• Extrait fourni
De notre correspondante
à New York
Dans quelle mesure l'esprit, la volonté de vivre et le soutien psychosocial peuvent-ils influencer la progression du cancer ? La question divise. Il y a les croyants dans le pouvoir de l'esprit et les non-croyants. Fort heureusement, la question commence a être abordée depuis quelques années par la recherche scientifique.
Il y a douze ans, le Dr Spiegel et son équipe de l'université médicale de Stanford, en Californie, publiaient les résultats étonnants d'une étude conduite chez des femmes atteintes d'un cancer du sein métastasé. Celles qui avaient été randomisées pour bénéficier d'une thérapie de groupe, dite « de soutien et d'expression », vécurent en moyenne dix-huit mois plus longtemps que celles du groupe témoin (« Lancet » 1989). Toutefois, les résultats de l'étude de Spiegel et coll. demandaient à être confirmés, car l'analyse statistique de la survie n'avait pas été prévue.
Un nouveau réseau de soutien social
Ce psychiatre de Stanford poursuit depuis activement cette voie de recherche qu'il décrit dans son dernier livre, coécrit avec le Dr Catherine Classen, « Thérapie de groupe pour le cancer » (publié en 1999). Cette forme de thérapie de groupe, explique le Dr Spiegel dans un éditorial publié cette semaine dans le « NEJM » « met l'accent sur la création d'un nouveau réseau de soutien social, ainsi que sur l'expression des émotions, la confrontation des questions existentielles, l'amélioration des relations avec la famille et les amis, l'amélioration des communications avec les médecins et l'apprentissage des stratégies pour s'adapter ».

• Consigne de travail
Poursuivez l'extrait sur la thérapie de groupe et le cancer à partir de sa dernière phrase. Les enregistrements qui viennent ensuite sont sans rapport avec l'extrait sur la thérapie de groupe et le cancer.

• Matériel fourni
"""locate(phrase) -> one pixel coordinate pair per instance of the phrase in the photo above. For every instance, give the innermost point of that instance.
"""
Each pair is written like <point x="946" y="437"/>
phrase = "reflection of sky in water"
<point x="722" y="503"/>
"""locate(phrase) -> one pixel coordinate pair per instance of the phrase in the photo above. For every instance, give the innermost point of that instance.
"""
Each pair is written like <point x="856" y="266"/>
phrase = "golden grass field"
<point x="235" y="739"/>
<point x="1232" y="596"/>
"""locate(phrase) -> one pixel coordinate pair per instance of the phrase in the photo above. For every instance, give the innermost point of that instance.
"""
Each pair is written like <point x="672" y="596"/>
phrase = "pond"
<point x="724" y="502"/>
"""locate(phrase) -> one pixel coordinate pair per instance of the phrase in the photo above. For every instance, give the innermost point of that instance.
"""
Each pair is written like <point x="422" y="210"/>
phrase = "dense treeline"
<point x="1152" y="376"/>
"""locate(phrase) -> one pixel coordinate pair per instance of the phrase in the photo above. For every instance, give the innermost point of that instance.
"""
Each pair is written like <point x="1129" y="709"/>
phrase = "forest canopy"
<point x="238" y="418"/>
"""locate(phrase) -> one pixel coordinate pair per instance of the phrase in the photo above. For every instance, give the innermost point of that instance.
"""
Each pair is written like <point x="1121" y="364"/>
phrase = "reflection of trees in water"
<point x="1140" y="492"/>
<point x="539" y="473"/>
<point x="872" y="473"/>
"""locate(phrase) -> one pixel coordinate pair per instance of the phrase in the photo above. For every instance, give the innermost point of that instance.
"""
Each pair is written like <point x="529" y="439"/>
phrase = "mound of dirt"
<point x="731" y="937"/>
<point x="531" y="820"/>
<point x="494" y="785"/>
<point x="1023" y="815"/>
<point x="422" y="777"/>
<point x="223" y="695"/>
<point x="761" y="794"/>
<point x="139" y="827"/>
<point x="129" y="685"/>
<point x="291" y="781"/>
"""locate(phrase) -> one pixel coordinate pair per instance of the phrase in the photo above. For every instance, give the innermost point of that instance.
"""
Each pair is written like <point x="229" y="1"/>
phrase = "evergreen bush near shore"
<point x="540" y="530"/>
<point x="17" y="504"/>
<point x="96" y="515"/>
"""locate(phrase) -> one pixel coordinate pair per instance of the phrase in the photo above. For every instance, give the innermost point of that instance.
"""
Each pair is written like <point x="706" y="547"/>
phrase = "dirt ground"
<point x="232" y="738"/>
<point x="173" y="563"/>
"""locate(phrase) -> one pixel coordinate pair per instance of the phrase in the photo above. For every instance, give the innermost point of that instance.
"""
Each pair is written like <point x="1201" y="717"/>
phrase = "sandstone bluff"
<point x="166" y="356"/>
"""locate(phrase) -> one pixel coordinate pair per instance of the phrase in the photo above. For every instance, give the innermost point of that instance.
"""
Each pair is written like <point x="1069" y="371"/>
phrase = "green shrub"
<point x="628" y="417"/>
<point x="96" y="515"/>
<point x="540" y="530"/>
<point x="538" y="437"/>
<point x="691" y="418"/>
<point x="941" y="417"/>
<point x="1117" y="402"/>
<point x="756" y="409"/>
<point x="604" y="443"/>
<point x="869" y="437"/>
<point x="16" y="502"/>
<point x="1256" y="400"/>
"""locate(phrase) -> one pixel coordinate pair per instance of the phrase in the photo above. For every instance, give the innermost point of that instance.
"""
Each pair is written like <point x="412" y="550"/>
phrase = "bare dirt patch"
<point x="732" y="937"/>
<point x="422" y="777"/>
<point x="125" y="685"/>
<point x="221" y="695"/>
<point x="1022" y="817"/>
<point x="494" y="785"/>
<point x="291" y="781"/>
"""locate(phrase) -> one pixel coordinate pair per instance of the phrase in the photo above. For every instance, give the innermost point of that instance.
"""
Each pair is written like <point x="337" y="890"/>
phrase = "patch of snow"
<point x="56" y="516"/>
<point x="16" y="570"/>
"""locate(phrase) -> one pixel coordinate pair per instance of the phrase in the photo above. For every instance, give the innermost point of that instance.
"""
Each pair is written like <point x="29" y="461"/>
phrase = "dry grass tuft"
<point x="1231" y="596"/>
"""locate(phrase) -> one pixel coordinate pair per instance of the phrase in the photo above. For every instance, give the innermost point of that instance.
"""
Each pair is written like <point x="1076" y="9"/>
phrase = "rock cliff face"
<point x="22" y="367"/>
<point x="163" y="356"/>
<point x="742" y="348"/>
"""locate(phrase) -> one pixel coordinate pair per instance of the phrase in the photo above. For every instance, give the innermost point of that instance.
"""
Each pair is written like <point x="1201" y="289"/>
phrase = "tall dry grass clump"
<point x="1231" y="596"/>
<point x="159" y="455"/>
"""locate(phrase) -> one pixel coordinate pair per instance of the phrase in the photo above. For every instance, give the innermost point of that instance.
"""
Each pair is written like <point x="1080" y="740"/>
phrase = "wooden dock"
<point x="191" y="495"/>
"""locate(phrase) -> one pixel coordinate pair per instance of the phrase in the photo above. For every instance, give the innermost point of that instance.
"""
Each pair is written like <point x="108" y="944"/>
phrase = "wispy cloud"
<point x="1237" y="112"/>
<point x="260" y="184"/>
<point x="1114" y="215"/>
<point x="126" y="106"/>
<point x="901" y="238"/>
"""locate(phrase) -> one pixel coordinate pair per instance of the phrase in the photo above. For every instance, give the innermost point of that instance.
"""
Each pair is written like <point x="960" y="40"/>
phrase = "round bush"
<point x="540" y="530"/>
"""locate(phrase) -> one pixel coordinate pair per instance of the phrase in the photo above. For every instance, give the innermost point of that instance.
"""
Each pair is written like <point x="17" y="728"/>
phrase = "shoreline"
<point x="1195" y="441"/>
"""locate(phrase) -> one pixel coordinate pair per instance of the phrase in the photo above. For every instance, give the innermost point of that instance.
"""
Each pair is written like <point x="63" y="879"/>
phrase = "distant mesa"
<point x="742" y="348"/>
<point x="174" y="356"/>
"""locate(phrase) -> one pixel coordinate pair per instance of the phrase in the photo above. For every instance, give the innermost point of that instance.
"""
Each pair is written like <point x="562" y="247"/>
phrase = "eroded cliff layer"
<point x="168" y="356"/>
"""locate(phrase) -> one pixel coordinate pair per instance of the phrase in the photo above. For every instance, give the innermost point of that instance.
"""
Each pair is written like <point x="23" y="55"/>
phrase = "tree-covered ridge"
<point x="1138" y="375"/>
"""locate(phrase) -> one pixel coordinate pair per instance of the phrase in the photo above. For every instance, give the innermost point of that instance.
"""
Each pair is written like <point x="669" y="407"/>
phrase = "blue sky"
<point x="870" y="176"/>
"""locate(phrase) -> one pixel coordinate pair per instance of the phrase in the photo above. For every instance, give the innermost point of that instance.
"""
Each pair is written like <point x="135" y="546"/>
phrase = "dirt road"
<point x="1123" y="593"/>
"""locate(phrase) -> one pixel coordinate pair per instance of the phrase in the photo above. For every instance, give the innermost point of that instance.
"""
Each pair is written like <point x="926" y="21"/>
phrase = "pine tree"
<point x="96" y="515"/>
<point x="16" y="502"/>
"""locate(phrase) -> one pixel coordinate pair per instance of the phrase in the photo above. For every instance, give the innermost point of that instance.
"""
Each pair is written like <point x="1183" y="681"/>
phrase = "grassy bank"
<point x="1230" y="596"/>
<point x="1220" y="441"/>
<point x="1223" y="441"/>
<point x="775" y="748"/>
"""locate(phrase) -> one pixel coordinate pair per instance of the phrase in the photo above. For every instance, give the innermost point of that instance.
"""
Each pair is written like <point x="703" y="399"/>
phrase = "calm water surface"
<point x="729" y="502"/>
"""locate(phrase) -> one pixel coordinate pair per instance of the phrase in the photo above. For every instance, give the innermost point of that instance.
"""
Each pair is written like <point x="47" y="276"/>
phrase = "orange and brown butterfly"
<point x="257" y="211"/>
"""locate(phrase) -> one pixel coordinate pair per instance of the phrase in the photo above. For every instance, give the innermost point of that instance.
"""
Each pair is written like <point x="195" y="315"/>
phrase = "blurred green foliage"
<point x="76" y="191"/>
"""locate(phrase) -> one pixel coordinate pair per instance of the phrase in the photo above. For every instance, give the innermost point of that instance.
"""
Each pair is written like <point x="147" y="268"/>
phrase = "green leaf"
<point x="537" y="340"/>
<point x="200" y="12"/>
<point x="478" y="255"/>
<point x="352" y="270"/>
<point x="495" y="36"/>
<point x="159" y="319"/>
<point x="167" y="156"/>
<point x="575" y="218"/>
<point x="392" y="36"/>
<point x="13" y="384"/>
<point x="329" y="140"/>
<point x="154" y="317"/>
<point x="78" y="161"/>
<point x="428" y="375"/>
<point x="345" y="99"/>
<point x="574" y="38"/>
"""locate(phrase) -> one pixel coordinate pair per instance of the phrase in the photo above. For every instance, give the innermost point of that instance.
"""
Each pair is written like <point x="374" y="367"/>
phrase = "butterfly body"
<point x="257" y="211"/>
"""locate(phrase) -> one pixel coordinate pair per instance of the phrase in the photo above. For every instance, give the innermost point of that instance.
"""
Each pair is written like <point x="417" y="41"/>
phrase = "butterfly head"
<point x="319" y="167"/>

• Réponse
Récemment, deux études randomisées évaluant d'autres interventions psychosociales n'ont pas montré d'allongement de la survie chez les femmes porteuses d'un cancer du sein métastasé. Et les résultats de diverses études d'intervention psychosociale chez les patients cancéreux ont été inconsistants.
Thérapie de soutien et d'expression
Goodwin (Mount Sinai Hospital, Toronto) et coll. publient, dans le « NEJM », les résultats d'une large étude multicentrique canadienne conduite « afin de tenter de répliquer les résultats de Spiegel », selon les mots des investigateurs.
Entre 1993 et 1998, ils ont recruté 235 femmes présentant un cancer du sein métastasé et dont la survie était estimée à au moins trois mois. Deux tiers de ces femmes ont été randomisées dans un groupe d'intervention participant chaque semaine à une thérapie de groupe de soutien et d'expression (séance de une heure et demie) et l'autre tiers a servi de groupe témoin. Les thérapeutes ont bénéficié d'un entraînement standardisé et ont été régulièrement supervisés. Toutes les femmes ont reçu par ailleurs des documents éducatifs et tout soin médical ou psychosocial jugé nécessaire. Le premier objectif était de déterminer l'influence sur la survie, le second, de déterminer si l'intervention améliore l'humeur et la douleur (d'après des questionnaires réitérés remplis par les patientes).
L'étude confirme que les patientes soutenues par une thérapie de groupe présentent significativement moins de détresse psychologique et de douleurs que les patientes témoins. Cet effet positif prouve que la thérapie de groupe a été administrée de façon efficace dans l'étude. Le bénéfice s'observe surtout pour celles qui sont initialement le plus en détresse. Toutefois, Goodwin et coll. n'ont pas trouvé de prolongation de survie dans le groupe d'intervention (survies moyennes de 17,9 et 17,6 mois).
Due aux améliorations thérapeutiques
Le Dr Spiegel suggère, dans un éditorial associé, que la différence entre les résultats de son étude et de ce travail pourrait être due aux améliorations thérapeutiques intervenues dans les deux dernières décennies. D'une part, dans le traitement médical du cancer du sein, avec réduction notable de la mortalité depuis la fin des années quatre-vingt-dix, mais aussi dans le soutien psychosocial des patients cancéreux.
« La littérature est maintenant également divisée : 5 des 10 études publiées rapportent que la psychothérapie prolonge la survie, généralement de façon modérée, chez les patients cancéreux », note le Dr Spiegel. Les cinq autres études ne montrent aucun avantage de survie, mais trois d'entre elles, remarque-t-il, n'ont aussi montré aucun bénéfice psychologique.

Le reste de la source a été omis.